■ **Stated goal**: Restate each entry word for word, leaving nothing out.

■ **Given data**:
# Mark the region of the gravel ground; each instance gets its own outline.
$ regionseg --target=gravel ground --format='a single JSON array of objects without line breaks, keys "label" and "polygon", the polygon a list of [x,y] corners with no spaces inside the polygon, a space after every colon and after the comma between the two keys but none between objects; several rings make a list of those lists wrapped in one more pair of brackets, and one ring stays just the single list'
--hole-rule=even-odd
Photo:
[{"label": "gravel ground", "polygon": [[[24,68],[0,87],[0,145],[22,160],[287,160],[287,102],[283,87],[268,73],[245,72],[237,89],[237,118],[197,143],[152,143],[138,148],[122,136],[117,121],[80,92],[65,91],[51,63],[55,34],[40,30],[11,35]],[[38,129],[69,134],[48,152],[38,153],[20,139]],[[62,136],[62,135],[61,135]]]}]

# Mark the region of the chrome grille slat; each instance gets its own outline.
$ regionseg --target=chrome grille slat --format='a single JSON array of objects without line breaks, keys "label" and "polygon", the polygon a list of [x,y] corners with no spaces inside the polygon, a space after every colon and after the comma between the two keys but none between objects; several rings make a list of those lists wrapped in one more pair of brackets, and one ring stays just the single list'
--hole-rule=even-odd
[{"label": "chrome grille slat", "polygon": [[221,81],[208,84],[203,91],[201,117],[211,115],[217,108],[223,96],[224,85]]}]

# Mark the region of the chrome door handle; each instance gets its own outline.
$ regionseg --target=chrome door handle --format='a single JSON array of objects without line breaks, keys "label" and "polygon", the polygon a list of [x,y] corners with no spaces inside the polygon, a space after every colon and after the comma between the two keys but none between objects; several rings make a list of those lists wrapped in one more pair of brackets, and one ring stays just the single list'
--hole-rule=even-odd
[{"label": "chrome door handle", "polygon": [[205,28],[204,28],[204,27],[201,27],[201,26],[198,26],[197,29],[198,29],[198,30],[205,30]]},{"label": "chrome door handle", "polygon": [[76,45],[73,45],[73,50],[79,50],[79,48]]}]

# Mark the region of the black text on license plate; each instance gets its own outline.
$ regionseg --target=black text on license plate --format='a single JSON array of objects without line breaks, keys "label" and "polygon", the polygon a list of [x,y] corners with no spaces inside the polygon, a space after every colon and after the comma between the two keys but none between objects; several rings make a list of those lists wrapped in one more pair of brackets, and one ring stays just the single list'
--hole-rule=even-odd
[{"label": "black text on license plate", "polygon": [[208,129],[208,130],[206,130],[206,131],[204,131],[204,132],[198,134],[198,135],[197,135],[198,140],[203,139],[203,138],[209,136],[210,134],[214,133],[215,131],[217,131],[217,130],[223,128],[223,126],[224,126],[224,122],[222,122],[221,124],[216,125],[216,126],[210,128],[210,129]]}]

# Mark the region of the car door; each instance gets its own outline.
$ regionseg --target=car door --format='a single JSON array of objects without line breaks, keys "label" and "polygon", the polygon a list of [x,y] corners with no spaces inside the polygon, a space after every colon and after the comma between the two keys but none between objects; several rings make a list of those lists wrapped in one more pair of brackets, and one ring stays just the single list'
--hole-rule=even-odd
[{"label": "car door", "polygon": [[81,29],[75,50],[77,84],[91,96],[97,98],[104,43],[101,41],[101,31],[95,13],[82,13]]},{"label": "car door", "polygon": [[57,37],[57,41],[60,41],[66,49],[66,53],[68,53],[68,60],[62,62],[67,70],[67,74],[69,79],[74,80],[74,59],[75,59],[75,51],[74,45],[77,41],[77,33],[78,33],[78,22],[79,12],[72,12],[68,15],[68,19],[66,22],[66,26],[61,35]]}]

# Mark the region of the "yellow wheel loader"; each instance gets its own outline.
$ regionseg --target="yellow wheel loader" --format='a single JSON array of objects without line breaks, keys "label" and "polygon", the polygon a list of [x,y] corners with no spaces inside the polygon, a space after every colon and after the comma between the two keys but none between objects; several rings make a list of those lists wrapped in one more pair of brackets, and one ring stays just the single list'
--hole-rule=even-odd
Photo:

■ **Answer in full**:
# Mark the region of the gravel ground; each instance gets its own outline.
$ regionseg --target=gravel ground --format='a single JSON array of objects without line breaks, keys "label" and "polygon", the polygon a list of [x,y] corners with no spaces inside the polygon, a space after every colon and after the comma between the two keys but none between objects; several rings make a list of those lists wrapped in one more pair of brackets, and one ring stays just the single list'
--hole-rule=even-odd
Photo:
[{"label": "gravel ground", "polygon": [[[24,68],[0,87],[0,145],[22,160],[287,160],[287,102],[283,87],[268,73],[245,72],[237,89],[237,118],[197,143],[152,143],[138,148],[122,136],[117,121],[80,92],[65,91],[51,63],[55,34],[40,30],[11,35]],[[38,129],[69,134],[48,152],[38,153],[20,139]],[[62,136],[62,135],[61,135]]]}]

# Mark the region of the chrome grille slat; each instance gets its own outline.
$ regionseg --target=chrome grille slat --format='a single JSON array of objects without line breaks, keys "label" and "polygon", the polygon a list of [x,y] corners with no spaces inside the polygon, a space after every colon and after the comma between the two keys but none between objects; several rings make a list of those lists wrapped in one more pair of brackets, and one ring stays just the single list'
--hole-rule=even-odd
[{"label": "chrome grille slat", "polygon": [[221,81],[208,84],[203,91],[201,117],[211,115],[217,108],[223,96],[224,85]]}]

# Mark the region of the chrome door handle; each instance gets its own outline.
$ regionseg --target=chrome door handle --format='a single JSON array of objects without line breaks, keys "label" and "polygon", the polygon a list of [x,y] corners with no spaces inside the polygon, a space after every colon and after the comma between the two keys but none between objects; several rings make a list of those lists wrapped in one more pair of brackets, and one ring stays just the single list'
--hole-rule=even-odd
[{"label": "chrome door handle", "polygon": [[205,28],[204,28],[204,27],[201,27],[201,26],[198,26],[197,29],[198,29],[198,30],[205,30]]},{"label": "chrome door handle", "polygon": [[76,45],[73,45],[73,50],[79,50],[79,48]]}]

# Mark the region of the black text on license plate; each instance gets its own outline.
$ regionseg --target=black text on license plate --format='a single JSON array of objects without line breaks, keys "label" and "polygon", the polygon a list of [x,y] corners with no spaces inside the polygon, a space after every colon and after the comma between the two keys but none between objects; several rings make a list of those lists wrapped in one more pair of brackets, and one ring stays just the single list'
--hole-rule=even-odd
[{"label": "black text on license plate", "polygon": [[208,129],[208,130],[206,130],[206,131],[204,131],[204,132],[198,134],[198,135],[197,135],[198,140],[203,139],[203,138],[209,136],[210,134],[214,133],[215,131],[217,131],[217,130],[223,128],[223,126],[224,126],[224,122],[222,122],[221,124],[216,125],[216,126],[210,128],[210,129]]}]

# Mark the region of the car door; each instance gets its own outline.
$ regionseg --target=car door --format='a single JSON array of objects without line breaks, keys "label" and "polygon", the polygon a list of [x,y] corners with no spaces inside the polygon, a space after every colon and after the comma between the two keys but none between objects; several rings make a list of those lists wrapped in one more pair of brackets, and one ring stays just the single list'
--hole-rule=even-odd
[{"label": "car door", "polygon": [[81,29],[75,50],[77,84],[91,96],[97,98],[104,43],[101,41],[101,31],[95,13],[82,13]]},{"label": "car door", "polygon": [[57,37],[57,41],[60,41],[66,49],[66,53],[68,53],[68,60],[62,62],[67,70],[67,74],[69,79],[74,80],[74,59],[75,59],[75,51],[74,45],[77,41],[77,33],[78,33],[78,22],[79,12],[72,12],[68,15],[68,19],[66,22],[66,26],[61,35]]}]

# Mark the region of the "yellow wheel loader"; each instance gets its own outline.
$ regionseg --target="yellow wheel loader" --format='a single JSON array of objects without line breaks, keys "label" and "polygon", the polygon a list of [x,y] corners with no spaces inside the polygon, a space after every colon and after the comma between the two keys but none between objects; several rings make a list of those lists wrapped in one more pair of brackets, and one ring stays just the single list'
--hole-rule=even-odd
Photo:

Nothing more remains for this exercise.